__The exercise__:
Starting at the line with "Mark the reflection" and stopping at the final line, retype the data below exactly; do not carry over any pictures.

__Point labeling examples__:
****************
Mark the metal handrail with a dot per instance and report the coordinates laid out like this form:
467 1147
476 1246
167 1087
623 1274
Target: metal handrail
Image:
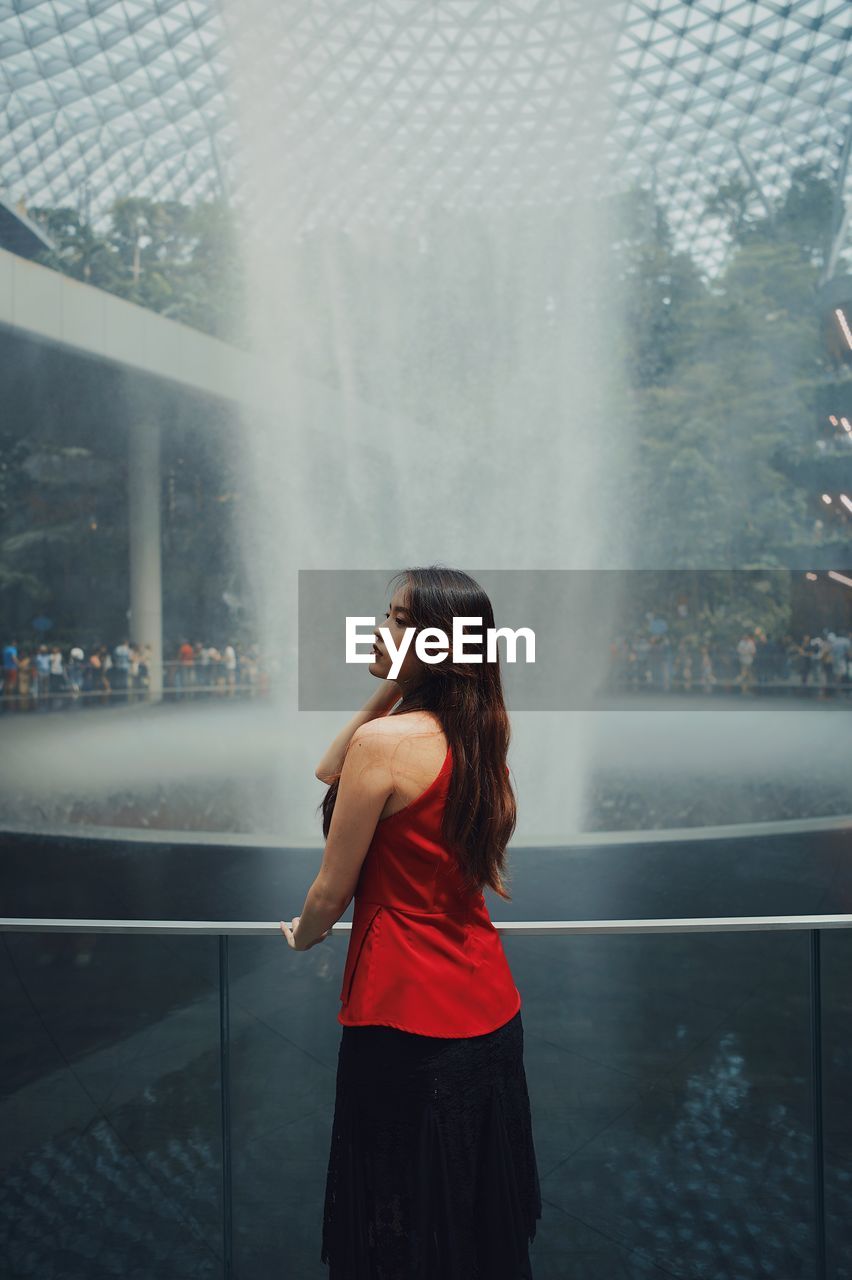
701 924
243 928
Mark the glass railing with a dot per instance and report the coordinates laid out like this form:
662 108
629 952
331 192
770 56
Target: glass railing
168 1092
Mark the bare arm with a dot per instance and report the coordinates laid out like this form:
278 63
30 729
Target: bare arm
379 704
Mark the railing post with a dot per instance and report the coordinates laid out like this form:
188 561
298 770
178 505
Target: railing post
816 1093
224 1083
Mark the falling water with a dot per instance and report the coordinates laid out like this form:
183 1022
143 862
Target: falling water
439 352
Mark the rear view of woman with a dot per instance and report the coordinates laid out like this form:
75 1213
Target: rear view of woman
433 1169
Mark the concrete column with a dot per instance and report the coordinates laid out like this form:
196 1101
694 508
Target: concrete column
143 520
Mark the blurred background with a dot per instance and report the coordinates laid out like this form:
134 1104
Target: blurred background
552 284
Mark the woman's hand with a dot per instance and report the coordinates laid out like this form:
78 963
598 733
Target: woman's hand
289 933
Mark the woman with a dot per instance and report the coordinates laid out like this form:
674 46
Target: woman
433 1169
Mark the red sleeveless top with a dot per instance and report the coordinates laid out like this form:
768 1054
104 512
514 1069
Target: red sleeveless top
424 955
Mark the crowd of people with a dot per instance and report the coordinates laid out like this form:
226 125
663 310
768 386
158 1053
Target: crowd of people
46 676
651 658
41 676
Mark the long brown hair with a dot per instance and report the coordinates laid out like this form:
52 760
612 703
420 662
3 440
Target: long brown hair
467 700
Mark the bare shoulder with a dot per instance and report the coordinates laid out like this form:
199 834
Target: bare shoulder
385 735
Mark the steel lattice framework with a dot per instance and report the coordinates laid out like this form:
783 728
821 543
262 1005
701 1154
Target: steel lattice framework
481 99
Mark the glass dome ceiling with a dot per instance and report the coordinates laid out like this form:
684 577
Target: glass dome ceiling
482 100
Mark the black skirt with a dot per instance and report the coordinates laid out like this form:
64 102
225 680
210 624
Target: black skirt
433 1169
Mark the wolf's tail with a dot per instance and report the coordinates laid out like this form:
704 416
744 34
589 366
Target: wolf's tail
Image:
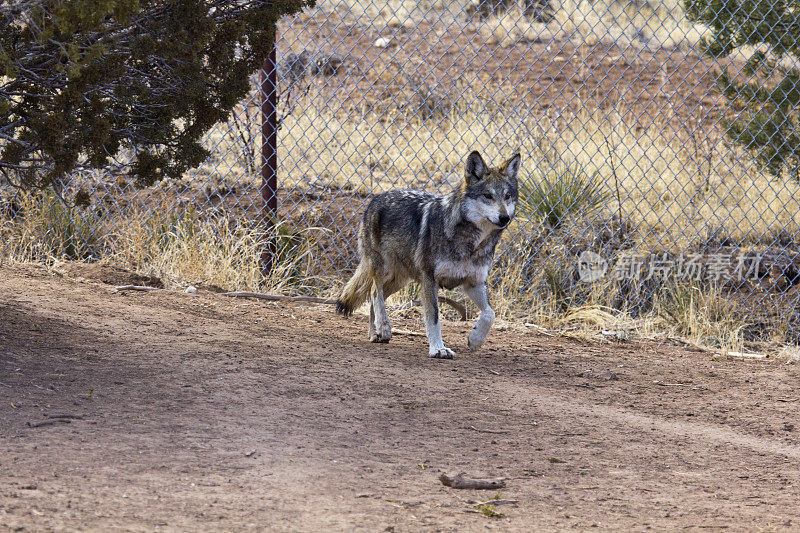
355 292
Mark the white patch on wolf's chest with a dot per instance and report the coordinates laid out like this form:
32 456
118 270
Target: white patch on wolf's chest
462 270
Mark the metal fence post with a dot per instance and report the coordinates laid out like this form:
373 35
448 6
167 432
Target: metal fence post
269 157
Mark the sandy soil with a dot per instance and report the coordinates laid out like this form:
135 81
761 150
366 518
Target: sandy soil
199 412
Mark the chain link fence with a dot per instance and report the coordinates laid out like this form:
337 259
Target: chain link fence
631 198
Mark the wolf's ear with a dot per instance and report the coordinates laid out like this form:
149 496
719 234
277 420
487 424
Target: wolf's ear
476 167
511 167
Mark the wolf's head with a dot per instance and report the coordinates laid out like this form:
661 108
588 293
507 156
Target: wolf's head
490 194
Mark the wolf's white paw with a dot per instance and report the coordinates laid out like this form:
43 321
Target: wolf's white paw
383 334
475 340
441 353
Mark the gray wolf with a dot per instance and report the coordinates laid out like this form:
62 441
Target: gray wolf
438 241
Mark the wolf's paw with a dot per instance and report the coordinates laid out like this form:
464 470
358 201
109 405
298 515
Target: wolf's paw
475 340
383 334
441 353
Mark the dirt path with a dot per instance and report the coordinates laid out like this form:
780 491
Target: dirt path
201 412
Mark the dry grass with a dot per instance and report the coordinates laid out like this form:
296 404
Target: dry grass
178 245
671 191
674 193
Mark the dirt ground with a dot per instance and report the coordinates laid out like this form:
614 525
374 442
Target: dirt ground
199 412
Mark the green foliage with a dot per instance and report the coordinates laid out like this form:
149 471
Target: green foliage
764 109
81 81
564 191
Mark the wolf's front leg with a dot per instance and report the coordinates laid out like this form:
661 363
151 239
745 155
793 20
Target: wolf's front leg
480 295
380 328
433 328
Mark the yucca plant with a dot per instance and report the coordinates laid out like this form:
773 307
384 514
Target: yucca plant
563 191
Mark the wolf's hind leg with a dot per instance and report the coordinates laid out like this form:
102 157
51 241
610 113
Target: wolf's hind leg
380 326
433 328
480 296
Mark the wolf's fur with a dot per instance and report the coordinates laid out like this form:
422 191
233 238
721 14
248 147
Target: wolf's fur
438 241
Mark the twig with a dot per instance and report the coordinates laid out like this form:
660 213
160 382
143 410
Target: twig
398 331
134 288
473 428
460 481
748 355
662 384
50 422
452 303
496 502
616 181
540 329
278 297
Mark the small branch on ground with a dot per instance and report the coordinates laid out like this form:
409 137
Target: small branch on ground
50 422
399 331
278 297
497 502
134 288
497 431
461 481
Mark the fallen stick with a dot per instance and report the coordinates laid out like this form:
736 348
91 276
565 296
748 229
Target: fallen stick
278 297
662 384
460 481
452 303
399 331
134 288
50 422
747 355
499 432
497 502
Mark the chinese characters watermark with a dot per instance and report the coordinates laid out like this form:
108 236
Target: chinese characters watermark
712 267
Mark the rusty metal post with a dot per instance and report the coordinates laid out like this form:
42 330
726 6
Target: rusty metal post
269 157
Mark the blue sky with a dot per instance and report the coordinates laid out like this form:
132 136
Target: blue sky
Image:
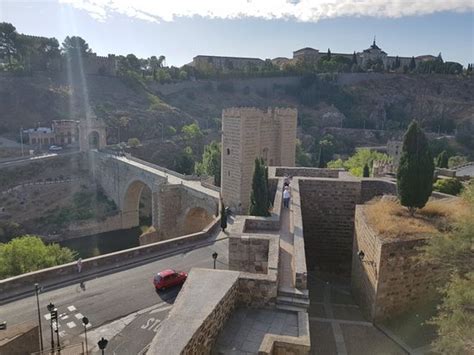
257 28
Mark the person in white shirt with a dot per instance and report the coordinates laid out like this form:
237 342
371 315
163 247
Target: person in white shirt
286 197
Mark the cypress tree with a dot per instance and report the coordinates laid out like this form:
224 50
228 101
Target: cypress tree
442 160
259 194
415 171
223 217
366 172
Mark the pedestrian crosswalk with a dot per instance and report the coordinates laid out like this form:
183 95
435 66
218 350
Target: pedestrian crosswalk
74 317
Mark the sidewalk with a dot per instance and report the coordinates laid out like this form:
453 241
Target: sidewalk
66 280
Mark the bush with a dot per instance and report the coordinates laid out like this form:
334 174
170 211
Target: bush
448 186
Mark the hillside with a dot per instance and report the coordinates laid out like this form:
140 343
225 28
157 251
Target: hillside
366 100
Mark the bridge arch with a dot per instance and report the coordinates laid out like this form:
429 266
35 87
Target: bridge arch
196 219
137 204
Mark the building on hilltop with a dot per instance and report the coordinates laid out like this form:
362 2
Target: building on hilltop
249 133
226 63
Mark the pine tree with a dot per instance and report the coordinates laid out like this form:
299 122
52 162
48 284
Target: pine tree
442 160
259 194
223 217
366 171
415 171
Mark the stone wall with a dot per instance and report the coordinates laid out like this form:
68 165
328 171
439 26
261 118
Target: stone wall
307 172
328 207
19 339
390 279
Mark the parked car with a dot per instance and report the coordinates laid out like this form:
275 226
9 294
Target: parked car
55 147
169 278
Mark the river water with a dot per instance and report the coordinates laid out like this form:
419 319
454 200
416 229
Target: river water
104 243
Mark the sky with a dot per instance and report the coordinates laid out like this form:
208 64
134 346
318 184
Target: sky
182 29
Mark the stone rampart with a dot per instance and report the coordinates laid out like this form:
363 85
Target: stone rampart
328 207
204 304
390 279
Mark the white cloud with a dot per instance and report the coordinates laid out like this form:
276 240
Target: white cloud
300 10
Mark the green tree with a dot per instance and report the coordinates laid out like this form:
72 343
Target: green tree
211 162
29 253
415 171
366 172
75 47
184 163
453 254
259 195
8 41
442 160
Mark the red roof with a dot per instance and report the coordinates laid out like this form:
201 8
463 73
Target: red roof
166 272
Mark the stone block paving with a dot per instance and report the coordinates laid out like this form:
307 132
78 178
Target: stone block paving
244 331
337 325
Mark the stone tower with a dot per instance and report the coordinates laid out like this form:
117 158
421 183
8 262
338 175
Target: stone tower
92 134
248 133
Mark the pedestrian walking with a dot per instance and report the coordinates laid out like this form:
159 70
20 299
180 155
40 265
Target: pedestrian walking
286 197
79 265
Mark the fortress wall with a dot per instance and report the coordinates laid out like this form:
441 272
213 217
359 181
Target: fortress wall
328 207
391 280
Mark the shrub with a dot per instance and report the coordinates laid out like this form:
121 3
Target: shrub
448 186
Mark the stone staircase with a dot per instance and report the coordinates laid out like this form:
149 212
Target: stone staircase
292 299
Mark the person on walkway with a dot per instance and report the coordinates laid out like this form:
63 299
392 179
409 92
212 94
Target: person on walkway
286 197
79 265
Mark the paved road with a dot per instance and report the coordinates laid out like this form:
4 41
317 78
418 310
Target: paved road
122 306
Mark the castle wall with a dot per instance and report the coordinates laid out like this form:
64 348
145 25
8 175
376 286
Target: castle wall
390 279
327 207
250 133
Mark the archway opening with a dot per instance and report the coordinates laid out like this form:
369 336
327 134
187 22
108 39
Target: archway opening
196 220
137 206
94 140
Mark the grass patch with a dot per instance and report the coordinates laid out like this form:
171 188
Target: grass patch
389 219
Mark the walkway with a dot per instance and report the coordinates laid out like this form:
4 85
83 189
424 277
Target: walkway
285 267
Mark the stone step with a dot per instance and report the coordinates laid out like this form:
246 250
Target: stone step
293 301
293 293
285 307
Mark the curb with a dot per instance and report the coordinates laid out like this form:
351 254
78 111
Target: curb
106 271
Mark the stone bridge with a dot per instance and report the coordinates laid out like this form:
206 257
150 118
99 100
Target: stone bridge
179 204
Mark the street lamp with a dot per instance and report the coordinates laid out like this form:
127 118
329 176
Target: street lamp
37 290
85 321
214 256
50 307
102 344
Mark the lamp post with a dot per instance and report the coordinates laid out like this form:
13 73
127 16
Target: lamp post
214 256
85 321
54 316
37 290
102 344
50 307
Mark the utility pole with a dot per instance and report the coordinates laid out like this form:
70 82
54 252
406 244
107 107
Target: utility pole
21 140
37 289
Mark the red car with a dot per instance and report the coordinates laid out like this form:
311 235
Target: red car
169 278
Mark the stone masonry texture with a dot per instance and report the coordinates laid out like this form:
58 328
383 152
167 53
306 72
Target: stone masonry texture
250 133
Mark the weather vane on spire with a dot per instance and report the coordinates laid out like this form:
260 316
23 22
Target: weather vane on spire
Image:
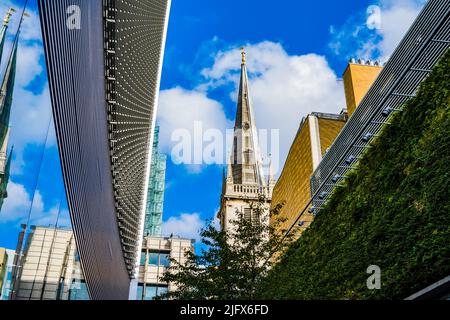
8 16
243 55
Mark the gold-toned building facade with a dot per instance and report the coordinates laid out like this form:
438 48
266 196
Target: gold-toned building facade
315 135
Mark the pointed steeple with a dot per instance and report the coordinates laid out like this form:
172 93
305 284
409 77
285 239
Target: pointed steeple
246 162
3 29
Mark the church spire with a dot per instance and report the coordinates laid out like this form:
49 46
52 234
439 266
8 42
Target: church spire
246 162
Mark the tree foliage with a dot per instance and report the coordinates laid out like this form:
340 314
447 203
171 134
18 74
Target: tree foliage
232 263
393 212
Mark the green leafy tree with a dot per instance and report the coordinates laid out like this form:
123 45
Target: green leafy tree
232 263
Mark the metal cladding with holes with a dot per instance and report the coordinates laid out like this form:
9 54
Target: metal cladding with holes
104 73
419 51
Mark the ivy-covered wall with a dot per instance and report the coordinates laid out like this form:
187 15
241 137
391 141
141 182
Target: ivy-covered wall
394 212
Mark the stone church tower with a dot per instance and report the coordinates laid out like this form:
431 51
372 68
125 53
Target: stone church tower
245 180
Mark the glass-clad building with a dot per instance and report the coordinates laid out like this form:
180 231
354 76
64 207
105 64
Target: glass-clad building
155 197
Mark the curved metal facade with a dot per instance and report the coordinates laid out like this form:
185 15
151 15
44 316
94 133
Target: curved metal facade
104 62
419 51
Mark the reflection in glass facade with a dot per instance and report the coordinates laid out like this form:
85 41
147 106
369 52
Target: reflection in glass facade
155 197
150 292
50 268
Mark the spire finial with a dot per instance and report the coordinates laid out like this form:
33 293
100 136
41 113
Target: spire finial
8 16
244 54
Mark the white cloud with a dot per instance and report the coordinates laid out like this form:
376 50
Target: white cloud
16 205
186 225
375 34
31 110
284 88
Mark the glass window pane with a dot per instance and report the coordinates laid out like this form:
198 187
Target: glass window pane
140 292
150 292
164 259
143 257
162 290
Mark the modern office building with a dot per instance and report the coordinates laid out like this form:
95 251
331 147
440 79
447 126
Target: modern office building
6 97
104 60
156 252
156 185
50 268
316 134
245 181
358 78
416 55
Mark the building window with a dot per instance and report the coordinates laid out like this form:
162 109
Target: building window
143 258
164 259
140 292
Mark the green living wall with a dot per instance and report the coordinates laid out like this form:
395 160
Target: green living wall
393 212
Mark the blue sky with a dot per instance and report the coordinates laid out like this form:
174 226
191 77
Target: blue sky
297 51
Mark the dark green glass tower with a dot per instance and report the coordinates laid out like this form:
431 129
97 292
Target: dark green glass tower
155 196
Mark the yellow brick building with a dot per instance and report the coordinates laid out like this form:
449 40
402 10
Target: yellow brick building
358 78
315 135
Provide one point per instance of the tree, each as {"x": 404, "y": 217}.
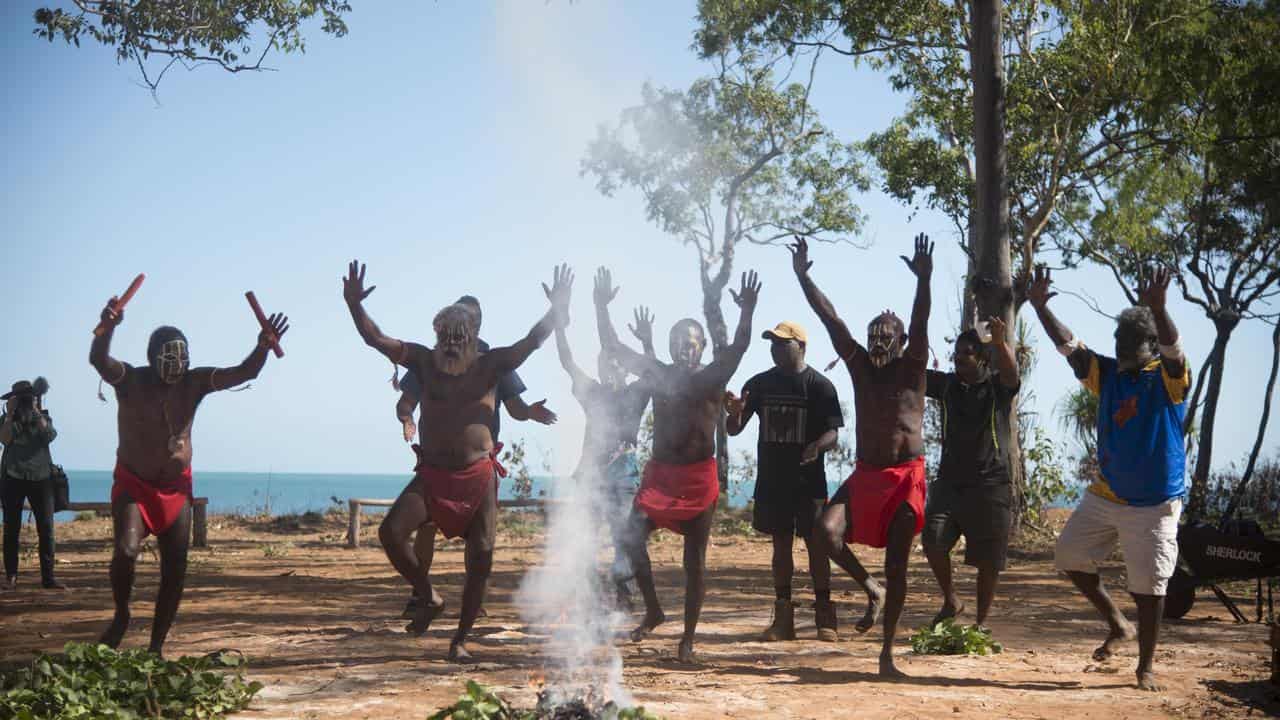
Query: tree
{"x": 736, "y": 158}
{"x": 1063, "y": 72}
{"x": 1206, "y": 203}
{"x": 191, "y": 32}
{"x": 1079, "y": 108}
****************
__Written response__:
Mark the reflection in glass facade with a dot per instance and report the coordinates laid out like this form:
85 41
147 106
369 52
Target: reflection in glass facade
155 197
150 292
50 268
Mark the spire finial with a dot per instance and report the coordinates laid out like this form:
33 293
100 136
41 113
Target: spire finial
8 16
244 54
Mark the white cloud with a dot per instance and report the coordinates laid out like this form:
376 50
Target: white cloud
16 205
186 225
375 34
31 110
284 88
Mark the glass window pane with a dot per instance and report the coordinates laid out like this form:
198 187
Target: glass window pane
140 292
150 292
164 259
143 257
162 290
Mark the modern office building with a dot per instance and report the coordinates laid out like this form:
95 251
331 147
440 79
447 126
Target: modern office building
6 97
104 60
156 252
156 185
50 268
316 134
245 181
358 78
416 55
Mark the building window with a dot per instance and report the coordinates laid out like this form:
162 109
Target: building window
143 258
164 259
140 292
Mark the green living wall with a dot per instance and report the coordinates laid out like this form:
395 160
Target: green living wall
393 212
Mark the blue sky with a dot per instance and report the coordinates laid out like this form:
174 226
191 77
Target: blue sky
297 51
Mark the dark green glass tower with a dot per instance and report the coordinates laid out like this form:
431 129
97 292
Target: dark green glass tower
155 196
Mark the yellow brick building with a dot per instance and report the coordinates laid out like this form:
449 40
402 10
Target: yellow brick building
358 78
315 135
Provide one point per instance of the tree, each as {"x": 404, "y": 217}.
Query: tree
{"x": 736, "y": 158}
{"x": 1063, "y": 72}
{"x": 1206, "y": 203}
{"x": 191, "y": 32}
{"x": 1079, "y": 108}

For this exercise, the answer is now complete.